-- Action item --
Each line below that contains the word "surface" must be copied.

:: Available data ::

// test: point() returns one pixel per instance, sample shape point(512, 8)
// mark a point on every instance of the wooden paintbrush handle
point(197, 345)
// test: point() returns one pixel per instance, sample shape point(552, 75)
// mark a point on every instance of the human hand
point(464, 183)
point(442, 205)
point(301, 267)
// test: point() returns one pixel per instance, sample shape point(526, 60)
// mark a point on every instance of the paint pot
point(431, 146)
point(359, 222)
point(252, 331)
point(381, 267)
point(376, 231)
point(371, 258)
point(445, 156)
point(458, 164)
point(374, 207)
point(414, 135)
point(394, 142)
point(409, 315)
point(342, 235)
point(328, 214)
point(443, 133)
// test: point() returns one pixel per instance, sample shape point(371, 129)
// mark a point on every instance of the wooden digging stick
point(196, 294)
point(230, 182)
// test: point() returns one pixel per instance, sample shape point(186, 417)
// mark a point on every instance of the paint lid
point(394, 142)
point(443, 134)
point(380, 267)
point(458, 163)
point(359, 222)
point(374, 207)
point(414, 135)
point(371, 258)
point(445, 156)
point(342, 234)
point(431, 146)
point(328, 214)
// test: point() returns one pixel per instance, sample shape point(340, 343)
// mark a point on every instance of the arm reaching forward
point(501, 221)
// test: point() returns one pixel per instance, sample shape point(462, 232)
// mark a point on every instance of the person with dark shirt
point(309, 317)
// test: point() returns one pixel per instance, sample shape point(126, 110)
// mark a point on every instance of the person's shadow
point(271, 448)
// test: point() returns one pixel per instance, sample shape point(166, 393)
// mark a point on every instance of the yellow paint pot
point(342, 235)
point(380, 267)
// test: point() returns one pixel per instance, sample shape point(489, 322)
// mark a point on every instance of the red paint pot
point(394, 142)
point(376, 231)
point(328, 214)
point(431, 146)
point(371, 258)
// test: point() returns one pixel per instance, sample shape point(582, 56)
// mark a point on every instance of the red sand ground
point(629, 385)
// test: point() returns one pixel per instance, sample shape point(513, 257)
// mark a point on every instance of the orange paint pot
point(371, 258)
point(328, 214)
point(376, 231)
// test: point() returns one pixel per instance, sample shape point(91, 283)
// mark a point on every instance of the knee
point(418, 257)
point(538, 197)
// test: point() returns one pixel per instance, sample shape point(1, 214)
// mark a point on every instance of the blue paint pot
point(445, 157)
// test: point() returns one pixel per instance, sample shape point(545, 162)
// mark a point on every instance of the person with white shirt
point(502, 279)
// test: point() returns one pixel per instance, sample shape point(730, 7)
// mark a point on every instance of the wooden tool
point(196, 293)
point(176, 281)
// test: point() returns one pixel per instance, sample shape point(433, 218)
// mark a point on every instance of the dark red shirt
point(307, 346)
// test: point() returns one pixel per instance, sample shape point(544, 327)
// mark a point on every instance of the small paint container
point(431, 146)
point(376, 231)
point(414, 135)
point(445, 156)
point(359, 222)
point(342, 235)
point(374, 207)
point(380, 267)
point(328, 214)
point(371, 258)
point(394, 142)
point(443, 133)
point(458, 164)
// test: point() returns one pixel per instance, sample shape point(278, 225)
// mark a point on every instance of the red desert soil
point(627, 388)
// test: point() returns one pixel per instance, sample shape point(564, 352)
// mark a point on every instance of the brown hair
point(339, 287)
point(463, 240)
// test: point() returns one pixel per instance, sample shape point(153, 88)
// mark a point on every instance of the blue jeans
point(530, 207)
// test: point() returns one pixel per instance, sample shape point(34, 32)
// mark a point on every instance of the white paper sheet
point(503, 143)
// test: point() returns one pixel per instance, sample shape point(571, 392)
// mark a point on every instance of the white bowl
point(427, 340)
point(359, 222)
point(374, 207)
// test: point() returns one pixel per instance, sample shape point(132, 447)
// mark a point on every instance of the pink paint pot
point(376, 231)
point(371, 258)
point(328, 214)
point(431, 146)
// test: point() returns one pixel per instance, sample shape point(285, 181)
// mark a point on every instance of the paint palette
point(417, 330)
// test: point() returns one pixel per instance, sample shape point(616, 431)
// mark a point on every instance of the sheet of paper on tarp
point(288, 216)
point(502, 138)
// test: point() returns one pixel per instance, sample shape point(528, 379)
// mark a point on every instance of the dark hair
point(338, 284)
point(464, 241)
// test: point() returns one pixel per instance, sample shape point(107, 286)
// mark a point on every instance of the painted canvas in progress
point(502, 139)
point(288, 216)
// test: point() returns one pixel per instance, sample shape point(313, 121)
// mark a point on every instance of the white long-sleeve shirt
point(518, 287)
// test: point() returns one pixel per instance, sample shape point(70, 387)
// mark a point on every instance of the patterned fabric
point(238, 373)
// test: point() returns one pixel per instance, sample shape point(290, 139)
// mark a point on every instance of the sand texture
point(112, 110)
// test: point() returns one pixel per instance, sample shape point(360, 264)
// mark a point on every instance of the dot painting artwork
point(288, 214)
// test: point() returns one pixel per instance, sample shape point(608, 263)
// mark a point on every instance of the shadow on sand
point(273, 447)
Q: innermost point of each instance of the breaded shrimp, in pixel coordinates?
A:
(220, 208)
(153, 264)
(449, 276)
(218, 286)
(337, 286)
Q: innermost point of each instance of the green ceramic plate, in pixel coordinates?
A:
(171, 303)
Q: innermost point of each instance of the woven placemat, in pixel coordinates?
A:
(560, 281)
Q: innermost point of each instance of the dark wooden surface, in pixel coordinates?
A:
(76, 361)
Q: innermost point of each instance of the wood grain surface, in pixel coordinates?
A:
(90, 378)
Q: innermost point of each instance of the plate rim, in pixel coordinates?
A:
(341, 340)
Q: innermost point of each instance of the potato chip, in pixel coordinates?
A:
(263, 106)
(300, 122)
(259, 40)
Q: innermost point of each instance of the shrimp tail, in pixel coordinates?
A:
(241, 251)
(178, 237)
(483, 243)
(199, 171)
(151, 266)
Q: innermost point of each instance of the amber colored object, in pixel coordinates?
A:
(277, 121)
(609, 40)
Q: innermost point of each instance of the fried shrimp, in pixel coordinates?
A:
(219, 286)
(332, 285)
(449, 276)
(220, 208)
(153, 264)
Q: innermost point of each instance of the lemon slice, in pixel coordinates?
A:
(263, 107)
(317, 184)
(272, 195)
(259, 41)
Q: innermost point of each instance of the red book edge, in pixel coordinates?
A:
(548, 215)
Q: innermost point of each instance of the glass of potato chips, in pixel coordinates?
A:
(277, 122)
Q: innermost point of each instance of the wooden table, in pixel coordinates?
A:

:::

-- Written solution --
Q: innermost point of each instance of the dark wooden surface, in pixel coordinates?
Q: innermost point of each instance of the wood grain surface, in pixel coordinates?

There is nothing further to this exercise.